DATA FOR PROCESSING.
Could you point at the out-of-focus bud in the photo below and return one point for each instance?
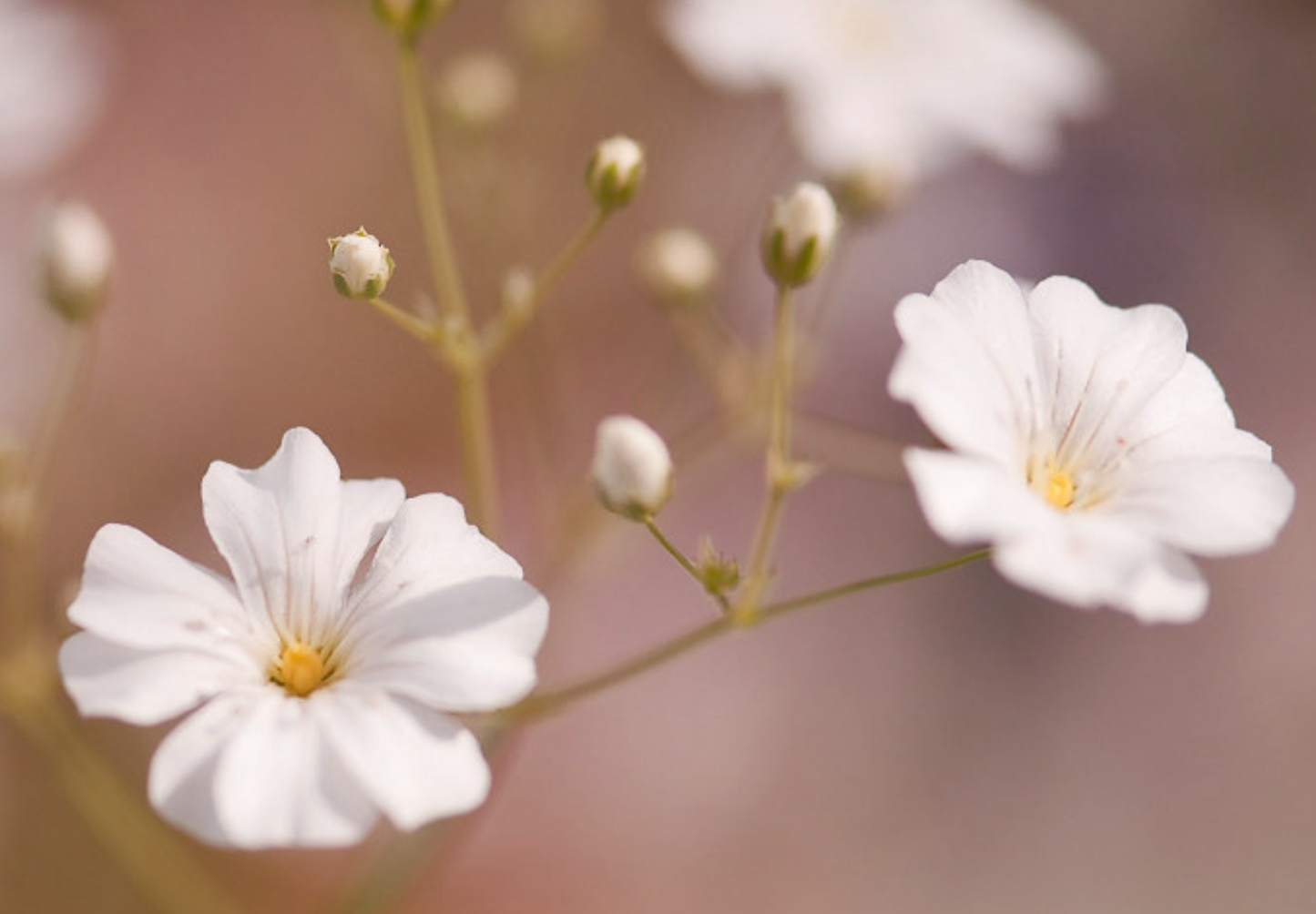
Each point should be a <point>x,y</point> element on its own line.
<point>410,16</point>
<point>801,231</point>
<point>361,266</point>
<point>476,89</point>
<point>556,30</point>
<point>678,265</point>
<point>615,171</point>
<point>632,467</point>
<point>77,257</point>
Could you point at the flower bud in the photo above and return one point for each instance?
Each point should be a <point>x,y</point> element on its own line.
<point>615,171</point>
<point>410,16</point>
<point>799,236</point>
<point>77,257</point>
<point>361,266</point>
<point>632,467</point>
<point>679,265</point>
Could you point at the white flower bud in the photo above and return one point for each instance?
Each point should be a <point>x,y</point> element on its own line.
<point>801,231</point>
<point>77,257</point>
<point>615,171</point>
<point>476,89</point>
<point>632,467</point>
<point>679,265</point>
<point>361,266</point>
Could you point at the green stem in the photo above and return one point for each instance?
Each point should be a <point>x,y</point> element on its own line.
<point>420,144</point>
<point>549,701</point>
<point>517,313</point>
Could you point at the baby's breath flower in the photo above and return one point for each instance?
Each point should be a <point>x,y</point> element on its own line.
<point>615,171</point>
<point>77,257</point>
<point>632,467</point>
<point>1087,444</point>
<point>324,670</point>
<point>361,266</point>
<point>801,230</point>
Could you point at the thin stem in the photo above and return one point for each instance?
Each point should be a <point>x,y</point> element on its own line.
<point>476,434</point>
<point>404,321</point>
<point>683,561</point>
<point>420,144</point>
<point>147,849</point>
<point>519,312</point>
<point>780,472</point>
<point>549,701</point>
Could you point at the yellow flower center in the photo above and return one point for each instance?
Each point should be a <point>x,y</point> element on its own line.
<point>301,668</point>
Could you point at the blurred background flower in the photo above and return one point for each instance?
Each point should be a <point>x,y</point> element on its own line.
<point>949,746</point>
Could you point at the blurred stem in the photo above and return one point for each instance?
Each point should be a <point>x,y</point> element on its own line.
<point>147,851</point>
<point>520,312</point>
<point>780,476</point>
<point>420,144</point>
<point>550,701</point>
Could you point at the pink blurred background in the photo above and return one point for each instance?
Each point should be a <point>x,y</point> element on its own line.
<point>943,747</point>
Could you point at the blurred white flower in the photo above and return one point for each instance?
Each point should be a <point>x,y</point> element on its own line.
<point>903,87</point>
<point>352,621</point>
<point>1087,444</point>
<point>50,83</point>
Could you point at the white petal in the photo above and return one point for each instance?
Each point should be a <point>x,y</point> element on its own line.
<point>969,500</point>
<point>138,594</point>
<point>292,532</point>
<point>145,686</point>
<point>967,363</point>
<point>1088,562</point>
<point>469,647</point>
<point>428,547</point>
<point>1100,364</point>
<point>280,784</point>
<point>414,765</point>
<point>1209,506</point>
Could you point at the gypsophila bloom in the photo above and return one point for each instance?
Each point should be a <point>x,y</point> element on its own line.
<point>360,265</point>
<point>799,234</point>
<point>322,670</point>
<point>632,467</point>
<point>678,265</point>
<point>50,83</point>
<point>1087,444</point>
<point>901,86</point>
<point>615,171</point>
<point>76,259</point>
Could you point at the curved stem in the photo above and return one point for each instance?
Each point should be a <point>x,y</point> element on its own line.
<point>420,144</point>
<point>547,701</point>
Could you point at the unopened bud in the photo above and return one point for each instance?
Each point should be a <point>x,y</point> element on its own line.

ASSIGNED TASK. Check every line of the records, and copy the ones that hold the word "white".

SOLUTION BELOW.
Could you point at the white flower bud in the photo above and return one point for each instance?
Could you point at the blurred white flower in the photo above and return one point for each instance?
Could you point at the white petal in the photo above and return one point for each instance?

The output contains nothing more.